* [WORK TASK 1]:
Write out everything in the passage on dyskinesias from "Nitrous oxide for" down to "of different aetiology.", keeping its wording intact.
* [WORK TASK 2]:
For each statement, say yes or no depending on whether the passage on dyskinesias agrees with it, and quote the deciding words. (a) Treating psychosis with neuroleptic drugs can cause tardive dyskinesia. (b) Past attempts to develop agents against dyskinesias have been largely successful. (c) Using NMDA receptor antagonists is presented as one possible strategy for treating dyskinesias.

== TEXT PASSAGE ==

Nitrous oxide for the treatment of dyskinesias
Publication Date: 2014-Sep-23
The IP.com Prior Art Database
Dyskinesias are abnormal involuntary movement disorders.
Knowledge of the pathophysiological mechanisms that underlie some of these disorders makes it likely that similar mechanisms mediate disorders characterised by either hyperkinesias or dyskinesias. It is to be expected, therefore, that treatments that are effective in one form of dyskinesia may be beneficial in dyskinesias of different aetiology.
One common way in which dyskinesias arise is as a side-effect of dopamine replacement therapy for parkinsonism or other basal ganglia-related movement disorders (Molecular mechanisms of L-DOPA-induced dyskinesia, Peter J., Nature Reviews Neuroscience, 2008).
Another common cause of dyskinesias is the treatment of psychosis with neuroleptic drugs-this is known as tardive dyskinesia.
Dyskinesia also occurs in many other conditions including: Huntington's disease, idiopathic dystonia,Tourette syndrome, "off" dystonia in parkinsonism, ballism, senile chorea. Many attempts have been made to develop agents that will prevent the development of, and/or treat, dyskinesias although such attempts have met with limited success.
There is, therefore, a need to develop ways by which dyskinesias may be treated.
One strategy could be to use N-methyl-D-aspartate (NMDA) receptor antagonists to treat dyskinesias. (Novel pharmacological targets for the treatment of Parkinson’s disease, Schapira A. et al., Nature reviews drugs discovery, 2006).

===
== EXTRACTED INFORMATION ==

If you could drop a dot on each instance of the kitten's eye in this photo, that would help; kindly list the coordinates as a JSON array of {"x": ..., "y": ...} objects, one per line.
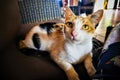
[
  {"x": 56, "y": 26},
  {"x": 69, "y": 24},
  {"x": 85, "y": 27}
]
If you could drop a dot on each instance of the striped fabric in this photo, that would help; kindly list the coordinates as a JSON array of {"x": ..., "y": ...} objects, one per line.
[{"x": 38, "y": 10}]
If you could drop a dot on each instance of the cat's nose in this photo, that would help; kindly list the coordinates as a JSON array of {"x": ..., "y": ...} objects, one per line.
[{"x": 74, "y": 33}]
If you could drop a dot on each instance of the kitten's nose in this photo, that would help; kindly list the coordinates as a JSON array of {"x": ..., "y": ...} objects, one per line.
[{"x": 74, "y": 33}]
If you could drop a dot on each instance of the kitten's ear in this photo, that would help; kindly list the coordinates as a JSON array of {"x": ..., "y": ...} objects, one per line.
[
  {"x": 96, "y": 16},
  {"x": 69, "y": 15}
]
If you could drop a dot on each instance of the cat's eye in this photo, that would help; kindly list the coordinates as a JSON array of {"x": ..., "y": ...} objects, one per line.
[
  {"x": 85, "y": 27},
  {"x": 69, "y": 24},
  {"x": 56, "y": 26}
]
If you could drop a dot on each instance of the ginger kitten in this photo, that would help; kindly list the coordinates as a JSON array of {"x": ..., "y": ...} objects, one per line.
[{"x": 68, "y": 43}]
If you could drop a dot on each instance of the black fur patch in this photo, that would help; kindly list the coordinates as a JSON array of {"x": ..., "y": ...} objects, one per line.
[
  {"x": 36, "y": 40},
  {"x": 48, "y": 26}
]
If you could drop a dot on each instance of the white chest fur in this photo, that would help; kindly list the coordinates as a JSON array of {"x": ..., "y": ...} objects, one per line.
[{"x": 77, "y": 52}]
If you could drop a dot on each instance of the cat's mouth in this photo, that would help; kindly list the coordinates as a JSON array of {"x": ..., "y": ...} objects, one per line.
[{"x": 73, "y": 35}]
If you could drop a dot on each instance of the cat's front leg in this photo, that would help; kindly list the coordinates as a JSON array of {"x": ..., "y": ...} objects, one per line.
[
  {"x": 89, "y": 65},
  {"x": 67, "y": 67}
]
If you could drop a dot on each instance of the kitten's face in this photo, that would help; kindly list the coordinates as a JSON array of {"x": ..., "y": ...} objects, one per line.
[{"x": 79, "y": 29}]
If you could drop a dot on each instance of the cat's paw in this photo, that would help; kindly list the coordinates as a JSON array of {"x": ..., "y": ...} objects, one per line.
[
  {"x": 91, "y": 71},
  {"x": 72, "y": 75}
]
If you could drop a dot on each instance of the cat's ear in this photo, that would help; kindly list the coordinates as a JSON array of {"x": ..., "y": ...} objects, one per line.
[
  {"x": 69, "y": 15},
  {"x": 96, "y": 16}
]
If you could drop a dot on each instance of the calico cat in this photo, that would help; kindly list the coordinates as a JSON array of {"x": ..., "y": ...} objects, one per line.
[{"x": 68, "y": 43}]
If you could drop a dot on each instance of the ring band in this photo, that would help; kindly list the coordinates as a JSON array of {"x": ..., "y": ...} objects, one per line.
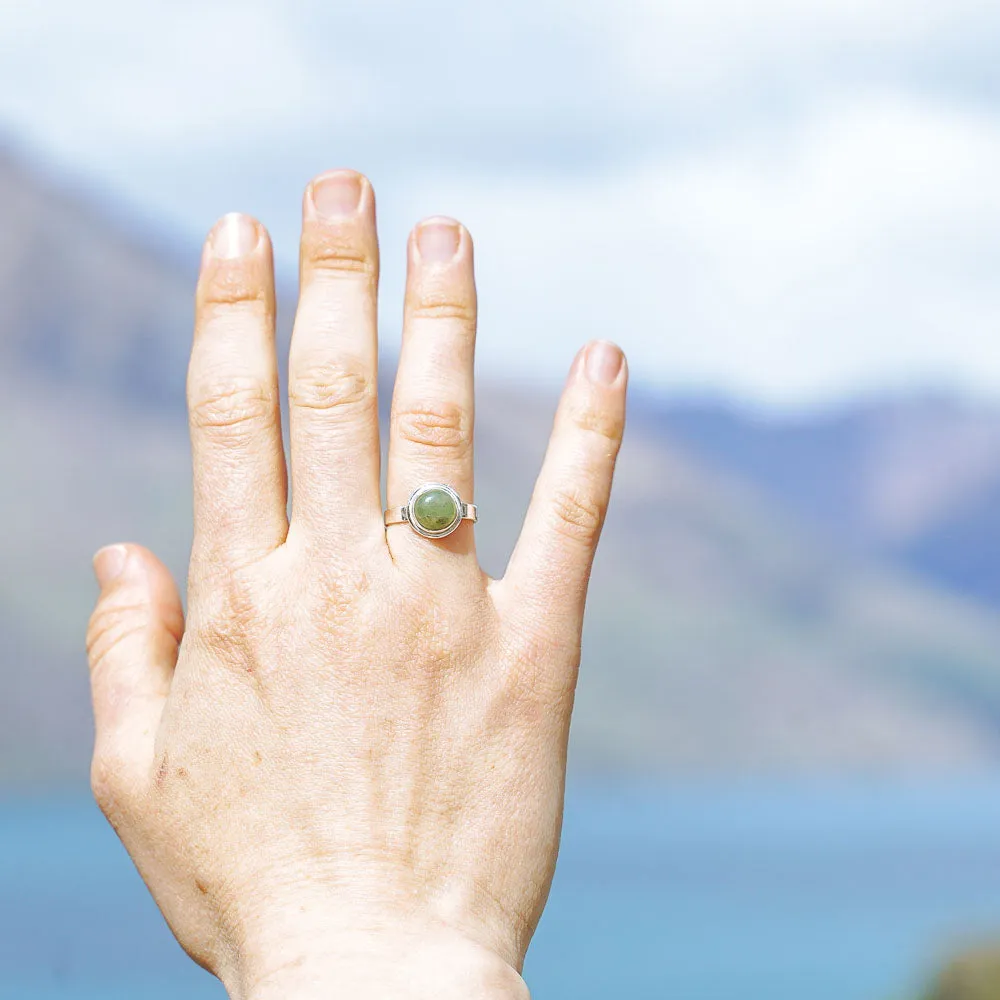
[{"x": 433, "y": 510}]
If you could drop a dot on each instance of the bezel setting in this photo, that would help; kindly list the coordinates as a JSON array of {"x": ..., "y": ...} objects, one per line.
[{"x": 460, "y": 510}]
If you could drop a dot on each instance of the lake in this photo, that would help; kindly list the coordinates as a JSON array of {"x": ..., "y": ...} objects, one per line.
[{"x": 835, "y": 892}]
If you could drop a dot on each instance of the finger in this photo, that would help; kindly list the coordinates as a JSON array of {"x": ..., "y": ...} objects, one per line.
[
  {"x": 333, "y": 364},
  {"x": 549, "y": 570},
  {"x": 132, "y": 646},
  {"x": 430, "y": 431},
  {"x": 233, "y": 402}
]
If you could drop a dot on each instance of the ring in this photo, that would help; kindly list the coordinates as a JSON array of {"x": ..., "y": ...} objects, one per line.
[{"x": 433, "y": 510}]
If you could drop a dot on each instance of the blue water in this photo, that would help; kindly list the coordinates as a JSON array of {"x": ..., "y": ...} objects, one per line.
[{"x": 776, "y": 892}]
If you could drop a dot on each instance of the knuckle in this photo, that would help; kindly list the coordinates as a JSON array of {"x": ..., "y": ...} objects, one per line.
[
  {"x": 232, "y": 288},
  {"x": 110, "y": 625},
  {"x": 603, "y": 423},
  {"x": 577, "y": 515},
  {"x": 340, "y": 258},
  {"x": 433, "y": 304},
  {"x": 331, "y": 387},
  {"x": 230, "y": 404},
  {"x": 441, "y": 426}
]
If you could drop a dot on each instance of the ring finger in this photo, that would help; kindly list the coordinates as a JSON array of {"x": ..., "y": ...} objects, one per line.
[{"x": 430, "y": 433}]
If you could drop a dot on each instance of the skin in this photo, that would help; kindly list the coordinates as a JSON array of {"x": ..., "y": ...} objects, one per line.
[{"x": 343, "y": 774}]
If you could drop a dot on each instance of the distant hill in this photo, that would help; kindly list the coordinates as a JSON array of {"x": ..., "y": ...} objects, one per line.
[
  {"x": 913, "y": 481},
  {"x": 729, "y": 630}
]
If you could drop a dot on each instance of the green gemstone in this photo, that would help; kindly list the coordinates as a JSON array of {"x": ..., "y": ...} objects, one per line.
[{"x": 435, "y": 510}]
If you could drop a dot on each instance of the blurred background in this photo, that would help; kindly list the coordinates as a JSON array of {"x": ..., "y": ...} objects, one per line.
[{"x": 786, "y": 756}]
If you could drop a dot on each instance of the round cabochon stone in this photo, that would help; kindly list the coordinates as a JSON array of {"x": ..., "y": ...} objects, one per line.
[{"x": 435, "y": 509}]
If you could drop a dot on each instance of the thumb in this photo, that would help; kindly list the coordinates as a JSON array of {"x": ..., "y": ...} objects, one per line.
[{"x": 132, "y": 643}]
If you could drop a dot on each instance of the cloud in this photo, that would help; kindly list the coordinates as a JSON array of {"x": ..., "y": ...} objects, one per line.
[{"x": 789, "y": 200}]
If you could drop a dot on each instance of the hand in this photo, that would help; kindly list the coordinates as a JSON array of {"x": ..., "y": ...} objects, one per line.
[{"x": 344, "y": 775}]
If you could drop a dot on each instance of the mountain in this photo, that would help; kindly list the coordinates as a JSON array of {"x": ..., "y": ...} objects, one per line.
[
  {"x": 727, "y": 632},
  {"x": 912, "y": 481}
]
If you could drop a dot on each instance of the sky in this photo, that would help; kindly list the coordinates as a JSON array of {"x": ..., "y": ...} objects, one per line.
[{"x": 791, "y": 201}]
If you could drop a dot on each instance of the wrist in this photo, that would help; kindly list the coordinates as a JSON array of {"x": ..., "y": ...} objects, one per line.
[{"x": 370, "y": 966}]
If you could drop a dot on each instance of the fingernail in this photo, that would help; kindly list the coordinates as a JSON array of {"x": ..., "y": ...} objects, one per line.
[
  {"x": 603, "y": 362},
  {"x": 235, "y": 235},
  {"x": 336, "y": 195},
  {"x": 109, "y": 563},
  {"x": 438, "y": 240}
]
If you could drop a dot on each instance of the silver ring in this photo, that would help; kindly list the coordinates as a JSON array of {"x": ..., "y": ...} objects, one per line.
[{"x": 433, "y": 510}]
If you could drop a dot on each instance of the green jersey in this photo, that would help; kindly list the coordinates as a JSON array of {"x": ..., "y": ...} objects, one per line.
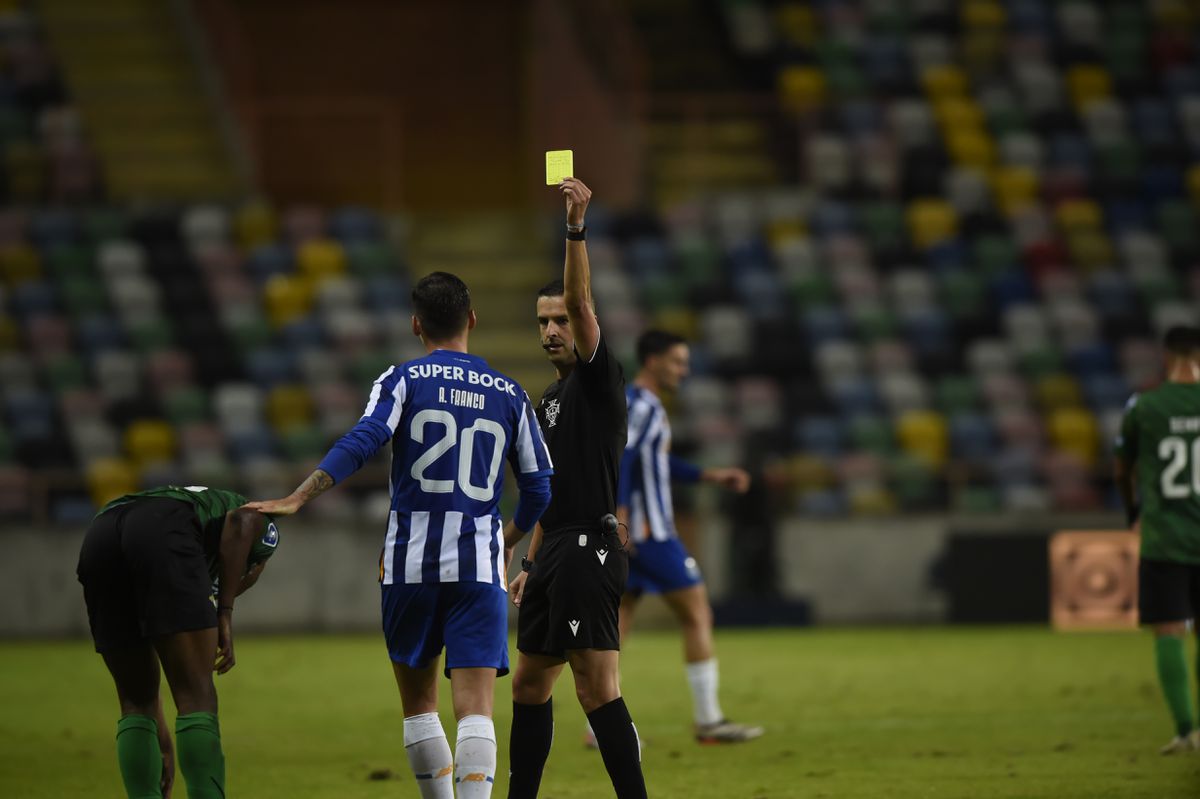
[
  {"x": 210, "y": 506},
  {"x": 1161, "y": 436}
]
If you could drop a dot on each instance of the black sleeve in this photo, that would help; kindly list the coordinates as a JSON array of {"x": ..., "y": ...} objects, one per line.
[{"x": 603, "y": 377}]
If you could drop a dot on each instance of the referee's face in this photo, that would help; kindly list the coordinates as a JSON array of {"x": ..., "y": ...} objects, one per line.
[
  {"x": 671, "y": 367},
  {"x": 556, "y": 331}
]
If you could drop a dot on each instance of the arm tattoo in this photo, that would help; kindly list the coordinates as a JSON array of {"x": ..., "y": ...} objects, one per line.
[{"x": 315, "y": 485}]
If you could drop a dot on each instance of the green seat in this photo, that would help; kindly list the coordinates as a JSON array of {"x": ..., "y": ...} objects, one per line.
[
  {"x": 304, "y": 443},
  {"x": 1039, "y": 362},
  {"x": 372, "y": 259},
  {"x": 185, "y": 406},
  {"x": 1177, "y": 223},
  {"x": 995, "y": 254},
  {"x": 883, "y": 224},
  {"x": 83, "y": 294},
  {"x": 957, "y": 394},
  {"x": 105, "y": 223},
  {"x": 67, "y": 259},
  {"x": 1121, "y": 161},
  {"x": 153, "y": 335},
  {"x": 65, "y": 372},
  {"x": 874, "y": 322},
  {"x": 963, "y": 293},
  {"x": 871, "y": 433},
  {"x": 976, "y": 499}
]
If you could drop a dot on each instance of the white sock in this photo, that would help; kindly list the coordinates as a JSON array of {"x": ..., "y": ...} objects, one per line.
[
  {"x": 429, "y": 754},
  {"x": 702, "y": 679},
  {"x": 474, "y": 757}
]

===

* [TASK ANSWER 1]:
Nitrous oxide for the treatment of dyskinesias
Publication Date: 2014-Sep-23
The IP.com Prior Art Database
Dyskinesias are abnormal involuntary movement disorders.
Knowledge of the pathophysiological mechanisms that underlie some of these disorders makes it likely that similar mechanisms mediate disorders characterised by either hyperkinesias or dyskinesias. It is to be expected, therefore, that treatments that are effective in one form of dyskinesia may be beneficial in dyskinesias of different aetiology.

* [TASK ANSWER 2]:
(a) Yes: "Another common cause of dyskinesias is the treatment of psychosis with neuroleptic drugs-this is known as tardive dyskinesia."
(b) No: "such attempts have met with limited success."
(c) Yes: "One strategy could be to use N-methyl-D-aspartate (NMDA) receptor antagonists to treat dyskinesias."